__Opgavedetails__.
Zet de hieronder geselecteerde tekst over de voorlopige voorziening in de asielzaak voort, aansluitend op de laatste getoonde zin.

__Geselecteerde tekst__.
=-=-=-=-=

ECLI:NL:RVS:2023:1467
Raad van State
- Voorlopige voorziening
- Rechtspraak.nl
Voorlopige voorziening in asielzaak tegen staatssecretaris van Justitie en Veiligheid
Op 12 april 2023 heeft de voorzieningenrechter van de Afdeling bestuursrechtspraak van de Raad van State uitspraak gedaan in een zaak waarin de staatssecretaris van Justitie en Veiligheid een verzoek om een voorlopige voorziening had ingediend. Dit verzoek volgde op een eerdere uitspraak van de rechtbank Den Haag, die op 3 april 2023 de besluiten van de staatssecretaris om aanvragen van vreemdelingen voor een verblijfsvergunning asiel niet in behandeling te nemen, had vernietigd. De rechtbank had bepaald dat de staatssecretaris nieuwe besluiten moest nemen met inachtneming van haar uitspraak.

=-=-=-=-=

__Verstrekte gegevens__.

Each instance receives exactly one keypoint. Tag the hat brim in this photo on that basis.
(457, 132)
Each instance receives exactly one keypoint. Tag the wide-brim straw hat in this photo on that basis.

=-=-=-=-=

__Antwoord op opgave__.
De staatssecretaris verzocht de voorzieningenrechter om te bepalen dat hij de uitspraak van de rechtbank niet hoefde uit te voeren totdat de Afdeling op zijn hoger beroep had beslist. De voorzieningenrechter heeft de belangen van zowel de staatssecretaris als de vreemdelingen in overweging genomen en besloten om de voorlopige voorziening te treffen. Dit houdt in dat de staatssecretaris geen uitvoering hoeft te geven aan de uitspraak van de rechtbank totdat er een beslissing is genomen over het hoger beroep.
De voorzieningenrechter heeft ook bepaald dat de staatssecretaris geen proceskosten hoeft te vergoeden. De uitspraak is openbaar uitgesproken op 12 april 2023, en de voorzieningenrechter was mr. C.C.W. Lange, bijgestaan door griffier mr. E. de Groot.